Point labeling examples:
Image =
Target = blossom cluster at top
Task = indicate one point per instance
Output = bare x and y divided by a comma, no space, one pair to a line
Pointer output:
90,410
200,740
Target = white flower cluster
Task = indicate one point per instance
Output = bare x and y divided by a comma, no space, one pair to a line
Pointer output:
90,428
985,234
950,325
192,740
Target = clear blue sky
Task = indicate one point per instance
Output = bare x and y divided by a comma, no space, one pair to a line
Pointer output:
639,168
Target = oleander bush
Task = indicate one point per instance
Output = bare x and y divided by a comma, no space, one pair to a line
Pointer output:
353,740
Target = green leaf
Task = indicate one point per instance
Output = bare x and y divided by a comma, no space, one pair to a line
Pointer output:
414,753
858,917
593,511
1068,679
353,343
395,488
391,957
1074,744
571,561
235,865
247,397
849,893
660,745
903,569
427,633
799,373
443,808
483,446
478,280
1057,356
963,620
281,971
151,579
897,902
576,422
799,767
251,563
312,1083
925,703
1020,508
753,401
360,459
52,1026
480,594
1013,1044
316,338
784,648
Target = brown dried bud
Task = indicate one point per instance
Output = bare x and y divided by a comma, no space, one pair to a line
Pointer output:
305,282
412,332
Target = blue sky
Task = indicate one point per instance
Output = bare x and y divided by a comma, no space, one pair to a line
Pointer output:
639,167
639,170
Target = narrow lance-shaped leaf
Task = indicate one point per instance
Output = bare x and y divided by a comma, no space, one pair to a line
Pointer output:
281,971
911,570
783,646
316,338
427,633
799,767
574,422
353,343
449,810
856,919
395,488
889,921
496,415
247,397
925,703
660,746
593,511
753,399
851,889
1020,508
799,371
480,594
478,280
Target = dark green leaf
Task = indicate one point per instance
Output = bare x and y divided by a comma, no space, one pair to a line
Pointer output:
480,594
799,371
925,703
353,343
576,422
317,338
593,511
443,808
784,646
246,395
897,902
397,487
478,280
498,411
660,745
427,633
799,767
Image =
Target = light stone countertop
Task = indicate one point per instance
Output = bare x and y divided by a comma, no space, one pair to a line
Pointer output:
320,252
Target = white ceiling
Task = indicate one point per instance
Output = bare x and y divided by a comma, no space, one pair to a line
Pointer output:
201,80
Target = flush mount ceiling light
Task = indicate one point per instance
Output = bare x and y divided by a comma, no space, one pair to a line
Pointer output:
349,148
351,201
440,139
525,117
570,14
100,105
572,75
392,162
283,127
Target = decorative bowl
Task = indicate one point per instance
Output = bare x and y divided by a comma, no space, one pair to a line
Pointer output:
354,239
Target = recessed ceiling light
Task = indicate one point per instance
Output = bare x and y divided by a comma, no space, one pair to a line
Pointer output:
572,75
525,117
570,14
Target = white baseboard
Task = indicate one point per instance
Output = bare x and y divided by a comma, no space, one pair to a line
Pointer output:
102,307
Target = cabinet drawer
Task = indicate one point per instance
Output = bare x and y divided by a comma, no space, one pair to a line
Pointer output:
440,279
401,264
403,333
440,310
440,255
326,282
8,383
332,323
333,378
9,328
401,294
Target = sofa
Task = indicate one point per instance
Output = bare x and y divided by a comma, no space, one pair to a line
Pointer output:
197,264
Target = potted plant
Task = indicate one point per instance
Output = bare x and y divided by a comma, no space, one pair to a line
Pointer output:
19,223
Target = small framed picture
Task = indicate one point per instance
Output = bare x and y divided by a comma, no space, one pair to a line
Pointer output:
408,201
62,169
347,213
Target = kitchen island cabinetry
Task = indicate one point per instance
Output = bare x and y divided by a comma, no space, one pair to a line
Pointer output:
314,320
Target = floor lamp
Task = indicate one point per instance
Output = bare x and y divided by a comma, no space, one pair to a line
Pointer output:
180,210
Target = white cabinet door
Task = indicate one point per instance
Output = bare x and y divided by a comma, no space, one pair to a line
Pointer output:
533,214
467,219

TASK INSTRUCTIONS:
Every line above needs to be retyped exactly.

OUTPUT BELOW:
Image =
Target = blossom cluster at top
Task = indicate one point per instance
Output = bare x and y divided by a comma, no space, one pair to a line
Pointer output:
90,410
200,740
Target = white flower cluster
Task = indicate one point per instance
Output = bare x and y divided by a comma, no space, one pair to a line
Pointer output:
90,428
985,234
950,325
192,740
Target = clear blue sky
Task = indicate one point per instance
Output = bare x and y divided by a comma, no space, one pair to a line
Pointer output:
639,168
Target = oleander bush
Task = indicate one point per instance
Output = bare x and y divided by a comma, no space, one pair to a line
Pointer output:
353,740
Target = green leaf
Task = indicate one point per instance
Output = bare x and y divided by a comma, no space, one pair to a line
Pointer output:
414,753
858,917
593,511
1068,679
353,343
395,488
391,957
1074,744
571,561
235,865
247,397
849,893
660,745
903,569
427,633
799,373
443,808
483,446
478,280
1057,356
963,620
281,971
151,579
897,902
576,422
799,767
251,563
312,1083
925,703
1020,508
753,401
360,459
52,1026
480,594
1013,1044
316,338
784,648
Target = brown dried bud
Task = indicate one point per instance
Output = bare x and y divided by a comma, no space, one pair to a line
Pointer output:
305,282
412,332
Target = blue sky
Task = indicate one point per instance
Output = bare x and y divided by a comma, no space, one pair to a line
Pointer output:
639,167
639,170
Target = narrow lance-shaped leaf
Task = indicate one point per instance
Output = bare x and y divided by a comma, no space, one pair to a line
Pointer output:
281,971
911,570
783,646
316,338
427,633
799,767
574,422
353,343
449,810
856,919
395,488
889,921
496,415
247,397
925,703
660,746
593,511
753,399
851,889
1020,508
799,371
480,594
478,280
Target = dark green leaf
Task = indicate one point per instance
Output = bare x and y divided by a comma, no space, one pair to a line
Pointer output:
480,594
799,371
925,703
353,343
576,422
317,338
593,511
443,808
784,646
246,395
897,902
397,487
478,280
498,411
660,745
427,633
799,767
Image =
Target = light stone countertop
Task = indicate one point per instance
Output = bare x and y divided by a comma, no space, one pair to a line
Pointer output:
320,252
Target = white ceiling
Task = indicate one point per instance
Output = bare x and y divided by a comma, no space, one pair to a line
Pointer output:
201,80
Target = flush mount ceiling light
Task = indicate one point per instance
Output = bare x and y divided by a comma, no space, one pair to a line
Pointer output:
349,148
351,201
440,139
525,117
570,14
100,105
572,75
392,162
283,127
Target = decorative bowl
Task = indicate one point per instance
Output = bare x and y divided by a comma, no space, one pair to a line
Pointer output:
354,239
Target = recessed ceiling light
Task = indicate one point per instance
Output = bare x and y divided by a comma, no space, one pair to a line
Pointer output:
572,75
525,117
570,14
Target = white baseboard
Task = indicate one point per instance
Output = bare x and y divided by a comma, no space, one pair to a line
Pointer output:
102,307
Target = cabinet drawer
Task = indicate one point per instance
Output = bare x and y divided by a comma, no space, one pair to a line
Pointer output:
440,279
401,264
403,333
440,310
440,255
326,282
8,383
332,323
333,378
9,328
401,294
Target = sofa
Task = indicate one point per instance
Output = bare x and y divided by a comma, no space, one pair to a line
Pointer output:
197,264
Target = potted plant
Task = indicate one point per instance
Output = bare x and y divided by a comma, no space, one pair to a line
Pointer output:
19,223
Target = small framed picture
Task = indicate one point per instance
Output = bare x and y divided by a comma, no space, one pair to a line
Pointer output:
408,201
62,169
347,213
Target = kitchen island cabinetry
Task = indicate one point per instance
Output = bare x and y divided by a comma, no space, one pair to a line
Pointer output:
314,320
Target = floor lamp
Task = indicate one point per instance
Output = bare x and y divided by a comma, no space, one pair to a line
Pointer output:
180,210
Target = white cabinet door
Task = indicate one point per instance
Output = bare x and y divided by a comma, no space, one pair to a line
Pointer output:
533,214
467,219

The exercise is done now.